## Exercise directions:
Update the lines below by swapping "deepest inside" for "most central within" wherever it appears, leaving everything else untouched.

□ □ □ □ □ □ □

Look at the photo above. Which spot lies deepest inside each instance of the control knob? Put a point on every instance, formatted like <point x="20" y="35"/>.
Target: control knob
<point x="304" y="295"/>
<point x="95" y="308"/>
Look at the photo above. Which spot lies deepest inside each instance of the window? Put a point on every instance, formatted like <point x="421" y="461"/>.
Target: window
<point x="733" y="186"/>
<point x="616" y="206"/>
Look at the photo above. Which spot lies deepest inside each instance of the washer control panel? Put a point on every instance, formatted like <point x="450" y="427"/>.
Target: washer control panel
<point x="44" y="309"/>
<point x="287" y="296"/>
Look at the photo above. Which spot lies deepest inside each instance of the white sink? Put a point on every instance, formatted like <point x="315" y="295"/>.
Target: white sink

□ □ □ □ □ □ □

## Result:
Look at the photo above. Which spot lies most central within each instance of the control knob? Put a point on every instance, formatted like <point x="20" y="35"/>.
Target: control knob
<point x="304" y="295"/>
<point x="95" y="308"/>
Look at the photo above. Which spot lies most central within each instance of the window? Put a point on every instance, formatted like <point x="421" y="461"/>.
Target: window
<point x="733" y="186"/>
<point x="616" y="206"/>
Look at the photo above. Which spot lies most central within each instance of the washer control panel? Put a point on every instance, formatted like <point x="450" y="427"/>.
Target: washer control panel
<point x="44" y="309"/>
<point x="287" y="296"/>
Look at the photo above. Which spot lies most central within each instance of the white sink? Put a point on every instance, formatted like <point x="315" y="295"/>.
Target: white sink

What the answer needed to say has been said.